### [PROVIDED INFORMATION]
------

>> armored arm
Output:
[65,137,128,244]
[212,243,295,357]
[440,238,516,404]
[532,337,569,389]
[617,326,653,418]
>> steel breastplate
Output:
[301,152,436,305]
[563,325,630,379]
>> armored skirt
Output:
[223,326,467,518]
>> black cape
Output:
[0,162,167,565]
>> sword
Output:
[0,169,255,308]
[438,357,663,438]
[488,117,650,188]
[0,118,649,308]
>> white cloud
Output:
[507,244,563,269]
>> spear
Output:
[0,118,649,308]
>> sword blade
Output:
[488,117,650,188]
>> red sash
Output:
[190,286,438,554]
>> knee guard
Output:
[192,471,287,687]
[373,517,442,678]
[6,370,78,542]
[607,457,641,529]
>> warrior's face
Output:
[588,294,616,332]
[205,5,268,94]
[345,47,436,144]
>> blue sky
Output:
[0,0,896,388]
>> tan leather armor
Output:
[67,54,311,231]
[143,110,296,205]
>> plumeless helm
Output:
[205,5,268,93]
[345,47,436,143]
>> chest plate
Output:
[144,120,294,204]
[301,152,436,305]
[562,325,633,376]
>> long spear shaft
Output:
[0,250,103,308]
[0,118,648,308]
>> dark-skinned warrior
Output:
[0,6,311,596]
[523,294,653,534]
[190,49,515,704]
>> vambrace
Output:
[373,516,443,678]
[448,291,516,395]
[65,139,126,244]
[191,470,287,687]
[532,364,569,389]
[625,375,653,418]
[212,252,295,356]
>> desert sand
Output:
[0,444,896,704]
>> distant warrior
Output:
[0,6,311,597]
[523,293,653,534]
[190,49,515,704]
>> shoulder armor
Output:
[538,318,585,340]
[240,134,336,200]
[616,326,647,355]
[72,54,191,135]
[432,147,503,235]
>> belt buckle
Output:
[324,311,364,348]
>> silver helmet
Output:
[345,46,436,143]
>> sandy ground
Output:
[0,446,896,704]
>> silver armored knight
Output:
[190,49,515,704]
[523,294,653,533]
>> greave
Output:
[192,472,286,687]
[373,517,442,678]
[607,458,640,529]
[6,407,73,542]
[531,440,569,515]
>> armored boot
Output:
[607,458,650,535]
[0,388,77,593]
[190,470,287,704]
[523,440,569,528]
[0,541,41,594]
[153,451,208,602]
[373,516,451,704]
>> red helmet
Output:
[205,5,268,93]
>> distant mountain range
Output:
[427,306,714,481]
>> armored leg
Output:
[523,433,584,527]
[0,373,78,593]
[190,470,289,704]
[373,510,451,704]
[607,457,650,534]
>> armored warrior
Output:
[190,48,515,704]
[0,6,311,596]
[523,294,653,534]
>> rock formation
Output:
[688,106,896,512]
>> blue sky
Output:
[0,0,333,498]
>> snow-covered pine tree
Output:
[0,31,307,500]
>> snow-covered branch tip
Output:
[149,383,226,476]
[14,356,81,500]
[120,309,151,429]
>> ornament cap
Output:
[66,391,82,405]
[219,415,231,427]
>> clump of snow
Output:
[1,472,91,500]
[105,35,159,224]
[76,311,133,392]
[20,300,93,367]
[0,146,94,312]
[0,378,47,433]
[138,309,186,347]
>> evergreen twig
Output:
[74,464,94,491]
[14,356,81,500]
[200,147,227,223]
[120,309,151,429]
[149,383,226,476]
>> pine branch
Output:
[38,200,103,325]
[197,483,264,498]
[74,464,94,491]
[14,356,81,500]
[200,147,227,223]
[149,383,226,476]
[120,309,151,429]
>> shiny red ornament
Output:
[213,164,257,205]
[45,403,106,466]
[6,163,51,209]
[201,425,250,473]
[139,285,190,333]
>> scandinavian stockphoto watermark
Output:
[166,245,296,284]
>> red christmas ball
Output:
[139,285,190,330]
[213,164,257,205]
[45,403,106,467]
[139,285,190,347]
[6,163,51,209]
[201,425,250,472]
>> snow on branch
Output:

------

### [WHAT IS ASKED]
Please collect every line in the items above that contains the word "armored". Case counts.

### [WRITTEN REPLY]
>> armored arm
>> armored skirt
>> silver armored knight
>> armored boot
>> armored leg
>> armored warrior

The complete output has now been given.